(Text-to-region grounding data)
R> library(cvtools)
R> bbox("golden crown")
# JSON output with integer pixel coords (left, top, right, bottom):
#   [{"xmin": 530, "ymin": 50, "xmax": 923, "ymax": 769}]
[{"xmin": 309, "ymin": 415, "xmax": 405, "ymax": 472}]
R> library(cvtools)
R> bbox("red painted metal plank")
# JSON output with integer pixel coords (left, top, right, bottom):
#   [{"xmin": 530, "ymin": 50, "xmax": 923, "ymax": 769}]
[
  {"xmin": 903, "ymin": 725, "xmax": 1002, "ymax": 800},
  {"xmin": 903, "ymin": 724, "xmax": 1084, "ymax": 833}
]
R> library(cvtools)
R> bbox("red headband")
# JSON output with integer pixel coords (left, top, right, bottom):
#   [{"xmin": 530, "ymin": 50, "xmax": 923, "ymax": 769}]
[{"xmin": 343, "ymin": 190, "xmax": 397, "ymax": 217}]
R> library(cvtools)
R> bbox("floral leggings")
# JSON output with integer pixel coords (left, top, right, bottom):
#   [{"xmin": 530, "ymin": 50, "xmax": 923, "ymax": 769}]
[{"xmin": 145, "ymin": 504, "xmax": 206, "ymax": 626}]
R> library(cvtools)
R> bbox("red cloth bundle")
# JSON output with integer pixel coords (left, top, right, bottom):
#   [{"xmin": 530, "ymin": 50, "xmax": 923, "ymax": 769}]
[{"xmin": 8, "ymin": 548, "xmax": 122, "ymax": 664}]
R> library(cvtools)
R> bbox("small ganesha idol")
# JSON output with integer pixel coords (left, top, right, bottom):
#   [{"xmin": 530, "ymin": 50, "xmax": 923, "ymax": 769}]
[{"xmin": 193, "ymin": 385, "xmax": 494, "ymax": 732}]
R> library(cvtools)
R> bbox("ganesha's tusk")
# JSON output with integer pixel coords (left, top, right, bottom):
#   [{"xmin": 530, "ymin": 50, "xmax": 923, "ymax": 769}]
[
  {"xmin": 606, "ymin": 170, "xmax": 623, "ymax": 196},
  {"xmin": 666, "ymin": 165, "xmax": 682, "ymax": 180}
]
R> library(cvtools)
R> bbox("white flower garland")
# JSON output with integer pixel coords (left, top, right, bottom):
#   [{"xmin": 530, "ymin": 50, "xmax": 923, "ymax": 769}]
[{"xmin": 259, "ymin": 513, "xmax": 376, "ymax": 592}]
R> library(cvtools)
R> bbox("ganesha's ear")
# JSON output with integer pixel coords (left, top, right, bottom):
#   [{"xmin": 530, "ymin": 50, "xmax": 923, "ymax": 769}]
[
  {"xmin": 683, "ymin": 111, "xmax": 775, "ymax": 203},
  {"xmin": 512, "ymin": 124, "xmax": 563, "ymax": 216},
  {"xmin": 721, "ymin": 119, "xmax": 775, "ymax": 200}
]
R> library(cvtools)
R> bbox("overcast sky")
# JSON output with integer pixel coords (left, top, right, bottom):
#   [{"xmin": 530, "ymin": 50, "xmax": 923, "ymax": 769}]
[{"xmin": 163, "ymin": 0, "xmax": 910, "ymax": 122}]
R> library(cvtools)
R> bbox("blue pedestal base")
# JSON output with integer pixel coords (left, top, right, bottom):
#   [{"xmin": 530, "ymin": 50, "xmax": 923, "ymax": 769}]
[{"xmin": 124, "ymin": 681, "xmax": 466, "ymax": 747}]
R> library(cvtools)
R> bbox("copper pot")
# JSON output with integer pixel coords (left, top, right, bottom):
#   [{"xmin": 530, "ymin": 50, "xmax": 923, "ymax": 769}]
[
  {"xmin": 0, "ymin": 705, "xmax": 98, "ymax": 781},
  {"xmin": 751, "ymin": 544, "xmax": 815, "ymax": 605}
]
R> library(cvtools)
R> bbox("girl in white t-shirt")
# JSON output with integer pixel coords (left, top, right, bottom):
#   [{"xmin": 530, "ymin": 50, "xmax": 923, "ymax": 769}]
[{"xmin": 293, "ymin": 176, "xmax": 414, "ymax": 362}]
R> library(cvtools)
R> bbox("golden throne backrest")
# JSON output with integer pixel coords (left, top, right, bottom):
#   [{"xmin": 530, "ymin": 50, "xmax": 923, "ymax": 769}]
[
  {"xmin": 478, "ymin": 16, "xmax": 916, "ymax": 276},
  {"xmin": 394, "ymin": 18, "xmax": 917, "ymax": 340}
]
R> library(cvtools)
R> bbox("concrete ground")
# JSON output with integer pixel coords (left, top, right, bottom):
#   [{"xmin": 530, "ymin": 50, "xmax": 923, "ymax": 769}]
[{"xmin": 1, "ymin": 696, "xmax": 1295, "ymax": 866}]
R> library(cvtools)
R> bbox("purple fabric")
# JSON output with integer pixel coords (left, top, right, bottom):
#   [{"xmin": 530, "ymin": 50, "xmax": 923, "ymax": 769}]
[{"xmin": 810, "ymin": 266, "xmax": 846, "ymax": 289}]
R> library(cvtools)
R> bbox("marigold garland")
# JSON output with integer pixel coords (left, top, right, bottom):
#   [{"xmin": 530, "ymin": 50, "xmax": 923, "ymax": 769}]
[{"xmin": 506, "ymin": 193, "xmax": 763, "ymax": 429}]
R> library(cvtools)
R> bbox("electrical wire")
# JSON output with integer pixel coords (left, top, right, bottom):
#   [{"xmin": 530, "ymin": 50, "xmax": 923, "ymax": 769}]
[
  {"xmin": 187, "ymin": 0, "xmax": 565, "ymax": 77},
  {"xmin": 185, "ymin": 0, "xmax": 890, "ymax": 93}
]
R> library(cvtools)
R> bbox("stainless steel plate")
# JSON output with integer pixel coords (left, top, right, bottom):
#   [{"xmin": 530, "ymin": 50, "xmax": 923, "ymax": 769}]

## Activity:
Write out all the records again, exactly as they appear.

## Response to the exercise:
R> library(cvtools)
R> bbox("golden crown")
# JSON output with integer pixel coords (left, top, right, bottom):
#   [{"xmin": 530, "ymin": 50, "xmax": 923, "ymax": 769}]
[{"xmin": 309, "ymin": 415, "xmax": 405, "ymax": 472}]
R> library(cvtools)
R> bbox("red painted metal plank")
# JSON output with integer pixel coords (left, top, right, bottom):
#   [{"xmin": 530, "ymin": 50, "xmax": 923, "ymax": 769}]
[
  {"xmin": 903, "ymin": 725, "xmax": 1002, "ymax": 800},
  {"xmin": 903, "ymin": 724, "xmax": 1084, "ymax": 833}
]
R> library(cvtools)
R> bbox("red headband")
# JSON output with integer pixel coords (left, top, right, bottom):
#   [{"xmin": 530, "ymin": 50, "xmax": 923, "ymax": 769}]
[{"xmin": 343, "ymin": 190, "xmax": 397, "ymax": 217}]
R> library(cvtools)
R> bbox("floral leggings")
# JSON output with integer pixel coords (left, top, right, bottom):
#   [{"xmin": 530, "ymin": 50, "xmax": 923, "ymax": 769}]
[{"xmin": 145, "ymin": 504, "xmax": 206, "ymax": 626}]
R> library(cvtools)
R> bbox("red cloth bundle")
# JSON output with integer pixel coords (left, top, right, bottom):
#   [{"xmin": 530, "ymin": 50, "xmax": 923, "ymax": 769}]
[{"xmin": 8, "ymin": 548, "xmax": 122, "ymax": 664}]
R> library(cvtools)
R> bbox("small ganesha idol")
# JSON output with integer pixel coords (left, top, right, bottom):
#   [{"xmin": 530, "ymin": 50, "xmax": 923, "ymax": 769}]
[{"xmin": 193, "ymin": 385, "xmax": 494, "ymax": 732}]
R> library(cvtools)
R> bbox("ganesha's tusk")
# JSON output with integer pixel coords (left, top, right, bottom):
#   [{"xmin": 530, "ymin": 50, "xmax": 923, "ymax": 769}]
[
  {"xmin": 606, "ymin": 170, "xmax": 623, "ymax": 196},
  {"xmin": 666, "ymin": 165, "xmax": 682, "ymax": 180}
]
R> library(cvtools)
R> bbox("white flower garland")
# JSON output with integer pixel coords (left, top, right, bottom):
#   [{"xmin": 530, "ymin": 50, "xmax": 923, "ymax": 769}]
[{"xmin": 259, "ymin": 513, "xmax": 376, "ymax": 592}]
R> library(cvtools)
R> bbox("ganesha's ear")
# JSON output with integer pixel coords (left, top, right, bottom):
#   [{"xmin": 530, "ymin": 50, "xmax": 923, "ymax": 769}]
[
  {"xmin": 683, "ymin": 111, "xmax": 775, "ymax": 203},
  {"xmin": 512, "ymin": 124, "xmax": 563, "ymax": 216},
  {"xmin": 721, "ymin": 119, "xmax": 775, "ymax": 200}
]
R> library(cvtools)
R> bbox("overcast sky")
# JSON output with integer pixel coords (left, top, right, bottom):
#   [{"xmin": 530, "ymin": 50, "xmax": 923, "ymax": 769}]
[{"xmin": 163, "ymin": 0, "xmax": 910, "ymax": 122}]
R> library(cvtools)
R> bbox("blue pedestal base")
# JSON output with integer pixel coords (left, top, right, bottom):
#   [{"xmin": 530, "ymin": 50, "xmax": 923, "ymax": 769}]
[{"xmin": 124, "ymin": 681, "xmax": 466, "ymax": 747}]
R> library(cvtools)
R> bbox("copper pot")
# JSON output with integer pixel coords (left, top, right, bottom):
#   [{"xmin": 530, "ymin": 50, "xmax": 923, "ymax": 769}]
[
  {"xmin": 0, "ymin": 705, "xmax": 98, "ymax": 781},
  {"xmin": 751, "ymin": 544, "xmax": 815, "ymax": 605}
]
R> library(cvtools)
R> bbox("girl in white t-shirt")
# JSON output with integer pixel coords (left, top, right, bottom):
#   [{"xmin": 530, "ymin": 50, "xmax": 923, "ymax": 769}]
[{"xmin": 293, "ymin": 176, "xmax": 414, "ymax": 362}]
R> library(cvtools)
R> bbox("golden throne backrest")
# JSON output with integer pixel coords (left, top, right, bottom):
#   [{"xmin": 530, "ymin": 50, "xmax": 923, "ymax": 769}]
[
  {"xmin": 478, "ymin": 16, "xmax": 916, "ymax": 276},
  {"xmin": 394, "ymin": 18, "xmax": 917, "ymax": 340}
]
R> library(cvtools)
R> bbox("concrete ground")
# JSON output with integer pixel coords (left, top, right, bottom):
#   [{"xmin": 530, "ymin": 50, "xmax": 923, "ymax": 769}]
[{"xmin": 1, "ymin": 696, "xmax": 1295, "ymax": 866}]
R> library(cvtools)
R> bbox("purple fabric")
# JSON output with integer pixel coords (left, top, right, bottom):
#   [{"xmin": 530, "ymin": 50, "xmax": 923, "ymax": 769}]
[{"xmin": 810, "ymin": 266, "xmax": 846, "ymax": 289}]
R> library(cvtools)
R> bbox("marigold garland")
# JSON output with integer pixel coords (left, top, right, bottom):
#   [{"xmin": 530, "ymin": 50, "xmax": 923, "ymax": 769}]
[{"xmin": 506, "ymin": 193, "xmax": 763, "ymax": 429}]
R> library(cvtools)
R> bbox("electrical wire")
# JSON output with integer pixel coords (left, top, right, bottom):
#   [{"xmin": 530, "ymin": 50, "xmax": 923, "ymax": 769}]
[
  {"xmin": 187, "ymin": 0, "xmax": 565, "ymax": 77},
  {"xmin": 185, "ymin": 0, "xmax": 890, "ymax": 93}
]
R> library(cvtools)
R> bbox("stainless steel plate")
# JSON output with integer pixel coords (left, top, right, bottom):
#   [{"xmin": 530, "ymin": 50, "xmax": 923, "ymax": 769}]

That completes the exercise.